■ Text
Technology
How to turn off Google Docs Gemini writing prompts
Every day, people are opening Google Docs only to find an AI helper waiting in the margins, or hovering over the page with a “help me write” nudge they never asked for. The backlash is not really about one pop-up. It is about control, because in Google Workspace the settings that matter most are often above the document, not inside it.
Why the prompts keep showing up
Google describes Gemini in Docs as a writing assistant that can draft, refine, summarize, and generate content, and the Docs side panel can automatically surface prompts and contextually relevant suggestions. That is useful if you want help getting started, but it also explains why the feature can feel invasive in a shared work tool: the interface is designed to anticipate your next move.
This is not a brand-new experiment. Google first introduced Help me write in 2023, then expanded it to more languages in April 2025. By March 10, 2026, Google said “Google Workspace Labs” had become “Google Workspace Experiments,” signaling that the company was folding its early-access AI testing into a broader Gemini rollout. Later Google Workspace updates, including one on April 22, 2026, described Docs, Sheets, Slides, and Drive as being reworked so Gemini could help users move from a blank page to a finished document faster.
That design choice is exactly what is fueling the backlash. For many users, a writing prompt is not a convenience, it is a distraction, especially when it appears automatically and repeatedly while they are trying to work. The complaint is not that AI exists in the product. It is that the product behaves as if everyone wants it.

■ Assignment 1
In the article about Google Docs Gemini writing prompts, list every action that Google says Gemini in Docs can perform as a writing assistant.
■ Assignment 2
Write the next part of the article about Google Docs Gemini writing prompts, picking up after its final paragraph.

■ Extracted entries
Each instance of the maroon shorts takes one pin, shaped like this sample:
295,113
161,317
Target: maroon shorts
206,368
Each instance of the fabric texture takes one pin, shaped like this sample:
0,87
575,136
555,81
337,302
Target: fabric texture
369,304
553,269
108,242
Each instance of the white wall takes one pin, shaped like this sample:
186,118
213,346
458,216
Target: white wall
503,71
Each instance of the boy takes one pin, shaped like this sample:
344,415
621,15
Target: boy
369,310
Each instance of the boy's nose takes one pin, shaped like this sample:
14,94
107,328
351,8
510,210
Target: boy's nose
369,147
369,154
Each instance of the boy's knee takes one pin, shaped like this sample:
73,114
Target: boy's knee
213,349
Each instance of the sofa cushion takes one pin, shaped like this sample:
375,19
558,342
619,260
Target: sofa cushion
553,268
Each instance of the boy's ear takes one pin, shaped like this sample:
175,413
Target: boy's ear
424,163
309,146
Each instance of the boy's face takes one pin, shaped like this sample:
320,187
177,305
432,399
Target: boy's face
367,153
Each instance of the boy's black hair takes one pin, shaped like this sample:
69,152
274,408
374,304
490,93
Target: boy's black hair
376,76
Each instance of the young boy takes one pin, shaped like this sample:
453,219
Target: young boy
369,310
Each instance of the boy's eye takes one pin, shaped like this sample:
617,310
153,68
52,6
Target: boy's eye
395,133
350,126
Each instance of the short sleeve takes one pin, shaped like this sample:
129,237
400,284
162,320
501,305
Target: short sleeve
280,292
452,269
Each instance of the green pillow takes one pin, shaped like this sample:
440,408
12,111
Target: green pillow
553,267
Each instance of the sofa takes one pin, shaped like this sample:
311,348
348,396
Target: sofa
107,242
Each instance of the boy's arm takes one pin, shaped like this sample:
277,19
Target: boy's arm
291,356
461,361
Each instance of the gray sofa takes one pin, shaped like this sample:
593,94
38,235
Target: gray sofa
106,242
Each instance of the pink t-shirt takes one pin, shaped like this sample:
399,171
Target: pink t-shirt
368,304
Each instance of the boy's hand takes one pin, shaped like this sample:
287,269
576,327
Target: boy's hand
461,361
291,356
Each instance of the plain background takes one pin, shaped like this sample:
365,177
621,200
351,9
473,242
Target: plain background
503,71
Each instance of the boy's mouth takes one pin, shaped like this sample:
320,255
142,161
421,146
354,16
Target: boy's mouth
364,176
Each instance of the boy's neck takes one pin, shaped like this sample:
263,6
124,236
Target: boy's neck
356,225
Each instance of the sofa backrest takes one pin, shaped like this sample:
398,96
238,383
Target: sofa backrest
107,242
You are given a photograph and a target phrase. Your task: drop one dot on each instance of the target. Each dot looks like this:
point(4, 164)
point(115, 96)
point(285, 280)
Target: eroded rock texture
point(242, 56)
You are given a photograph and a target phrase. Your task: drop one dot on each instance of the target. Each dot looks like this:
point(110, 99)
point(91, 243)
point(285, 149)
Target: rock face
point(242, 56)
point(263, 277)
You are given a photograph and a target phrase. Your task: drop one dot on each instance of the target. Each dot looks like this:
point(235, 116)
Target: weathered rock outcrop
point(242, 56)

■ Task response 1
Draft, refine, summarize, generate content

■ Task response 2
The settings that actually matter

If you want the strongest practical route to suppress Gemini prompts, the key controls are not just in Docs. Google says administrators can enable or disable Gemini features and the side panel across Workspace services, including Gmail, Calendar, Drive, Docs, Sheets, Slides, Forms, Drawings, Vids, Meet, Chat, and Google Workspace Studio. Google also says the default setting for Gemini features in Workspace services is on, which means the system starts from an enabled state unless someone changes it.
That leads to the simplest rule:
• If your account is managed by an organization, the broadest off switch is the administrator-level Gemini setting. • If you entered through Google Workspace Experiments, opting out of that program can remove the experimental AI features. • If your organization enabled Gemini, and you cannot change it yourself, Google says to contact your administrator.
The Workspace Experiments route matters because community guidance suggests it may be the only sure way to remove the features for people who came in through Google’s experimental-access program. The tradeoff is blunt: leaving Workspace Labs, now Workspace Experiments, can permanently remove access to all of those experimental features. That is not a light tap on a preference toggle. It is a full exit from the early-access track.
What does not fully turn it off

The most important limit is this: turning Gemini off for a single app does not necessarily end Gemini access everywhere. Google says that even if Gemini is off for a specific app, users may still access the same data through Gemini in other apps. So a Docs-only fix can reduce exposure in one place without truly stopping the broader system.
That distinction matters because the interface users see is only one layer of the rollout. If the side panel is still enabled in other Workspace tools, or if the account remains enrolled in experimental access, the AI experience can keep resurfacing in new places. In practical terms, a partial shutdown can make the prompts less visible, but it does not guarantee that the underlying Gemini infrastructure is gone.
For workers in organization-managed accounts, this is where the experience becomes frustrating. The person doing the writing may be the one interrupted by the prompt, but the person who can actually change the default is often an administrator several layers away. That gap between user consent and organizational control is part of the larger problem.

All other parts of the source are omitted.